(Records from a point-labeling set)

— Start —

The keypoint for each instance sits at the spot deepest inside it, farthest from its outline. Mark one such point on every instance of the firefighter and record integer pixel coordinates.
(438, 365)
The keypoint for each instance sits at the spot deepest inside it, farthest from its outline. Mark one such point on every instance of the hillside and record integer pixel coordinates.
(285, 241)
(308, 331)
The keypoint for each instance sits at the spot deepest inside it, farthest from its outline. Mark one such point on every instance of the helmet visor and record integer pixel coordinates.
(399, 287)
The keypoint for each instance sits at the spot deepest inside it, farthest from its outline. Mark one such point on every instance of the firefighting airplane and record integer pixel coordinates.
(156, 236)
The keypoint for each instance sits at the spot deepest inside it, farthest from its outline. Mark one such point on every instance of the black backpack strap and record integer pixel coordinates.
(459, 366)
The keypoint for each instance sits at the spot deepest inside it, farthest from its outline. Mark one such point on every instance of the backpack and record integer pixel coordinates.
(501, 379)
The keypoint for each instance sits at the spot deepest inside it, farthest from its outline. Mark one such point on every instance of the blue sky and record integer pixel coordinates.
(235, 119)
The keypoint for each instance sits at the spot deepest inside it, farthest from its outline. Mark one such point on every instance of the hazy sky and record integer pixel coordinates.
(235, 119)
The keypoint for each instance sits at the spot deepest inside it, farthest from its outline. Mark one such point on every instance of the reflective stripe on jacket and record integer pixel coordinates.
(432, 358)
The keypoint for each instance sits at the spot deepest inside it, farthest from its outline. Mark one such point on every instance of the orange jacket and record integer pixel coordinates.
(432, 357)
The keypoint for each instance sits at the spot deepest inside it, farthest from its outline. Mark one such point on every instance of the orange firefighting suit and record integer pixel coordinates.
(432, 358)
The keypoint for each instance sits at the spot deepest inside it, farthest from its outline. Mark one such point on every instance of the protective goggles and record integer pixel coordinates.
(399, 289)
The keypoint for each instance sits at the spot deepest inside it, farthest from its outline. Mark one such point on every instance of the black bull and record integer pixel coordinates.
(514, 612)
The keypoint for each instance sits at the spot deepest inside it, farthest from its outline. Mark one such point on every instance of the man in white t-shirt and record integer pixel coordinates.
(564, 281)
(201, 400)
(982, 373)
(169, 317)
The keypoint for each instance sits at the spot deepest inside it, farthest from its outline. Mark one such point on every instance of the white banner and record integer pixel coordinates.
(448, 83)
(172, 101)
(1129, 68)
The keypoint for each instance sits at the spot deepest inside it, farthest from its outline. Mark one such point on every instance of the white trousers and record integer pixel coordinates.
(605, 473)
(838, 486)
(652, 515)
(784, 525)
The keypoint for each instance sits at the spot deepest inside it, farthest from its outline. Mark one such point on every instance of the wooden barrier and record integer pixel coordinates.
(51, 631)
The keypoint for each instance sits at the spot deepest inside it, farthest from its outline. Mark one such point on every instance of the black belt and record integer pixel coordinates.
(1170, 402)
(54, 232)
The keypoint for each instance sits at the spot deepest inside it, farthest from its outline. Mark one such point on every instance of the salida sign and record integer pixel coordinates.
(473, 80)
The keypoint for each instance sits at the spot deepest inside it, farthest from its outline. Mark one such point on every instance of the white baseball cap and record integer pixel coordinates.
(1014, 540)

— End —

**Problem to work on**
Transcribe the lines above word for word.

**In response**
The keypoint for each instance sits at the spot deepest inside it, farthest from its outline. Mark one such point on every instance of the firefighter and record integer pixel coordinates.
(438, 365)
The keypoint for each instance sits at the spot deepest inside it, farthest from its outline. Mark one such point on every instance of the hillside and record integer pixel coordinates.
(285, 241)
(308, 331)
The keypoint for each instance sits at the spot deepest inside it, farthest from its outline. Mark one such point on every instance of the helmet visor and record integer pixel coordinates.
(399, 287)
The keypoint for each instance sits at the spot deepest inside it, farthest from its outline. Mark one such point on every instance of the firefighting airplane and record integer pixel coordinates.
(156, 236)
The keypoint for each instance sits at the spot deepest inside it, farthest from its outline. Mark one such point on every instance of the black backpack strap and record integer pixel coordinates.
(459, 366)
The keypoint for each instance sits at the spot deepest inside it, farthest from its outline. Mark one such point on every instance of the backpack and record integer pixel coordinates.
(501, 379)
The keypoint for each instance sits at the spot deepest inside it, farthest from its outline. Mark one such point on every instance of the blue sky and record integer pixel coordinates.
(235, 119)
The keypoint for each instance sits at the spot deepest inside it, farthest from its outline. Mark one such point on every instance of the hazy sky and record integer pixel coordinates.
(235, 119)
The keypoint for each instance sits at the spot deepest inside it, farthest from its outline. Mark one such point on every instance of the reflective stripe on jacket and record integer pixel coordinates.
(432, 358)
The keypoint for each instance sits at the spot deepest inside it, farthest from its outline. Mark one such point on every instance of the orange jacket and record integer pixel coordinates.
(432, 357)
The keypoint for each instance sits at the spot deepest inside it, farthest from its outline. Mark one such point on every instance of the orange firefighting suit and record integer pixel coordinates.
(432, 358)
The keypoint for each instance sits at the spot deepest inside it, farthest from its outline. Mark one such point on every instance of the protective goggles and record integer pixel coordinates.
(399, 289)
The keypoint for each instance sits at the spot deepest inside it, farthest from its outline. Mark one such point on every instance of the black bull and record integer pixel coordinates.
(514, 612)
The keypoint for each instance sits at the spot deepest inside it, farthest from its outline. Mark one such point on every instance of the man in white t-shirt and record integer pixel coordinates.
(564, 281)
(201, 400)
(982, 373)
(169, 317)
The keypoint for each instance sits at the spot deepest inside it, farthest from its outline. Mark one such point on every instance of the white banner and record integer pixel coordinates.
(448, 83)
(172, 101)
(1129, 68)
The keypoint for each instance sits at the spot deepest inside it, farthest from its outline. Mark one such point on every instance of the white trousers and record integer pixel coordinates.
(605, 473)
(838, 486)
(652, 515)
(784, 525)
The keypoint for each instance sits at the spot deepest inside it, farthest from its outline. Mark one such point on every instance of the wooden barrier and record integer pixel coordinates.
(51, 631)
The keypoint for each instance sits at the spot deepest inside it, farthest from its outline. Mark one such point on every instance of the black belt and record integer pixel coordinates.
(1170, 402)
(54, 232)
The keypoint for each instance sits at the spot deepest inside it, farthest from its outline. Mark one such point on every instance of the salida sign and record integer pixel coordinates.
(473, 80)
The keypoint for each instance sits at the spot deepest inside it, farthest from its outline. Mark one such point on every instance of the white baseball cap and record integer pixel coordinates.
(1014, 540)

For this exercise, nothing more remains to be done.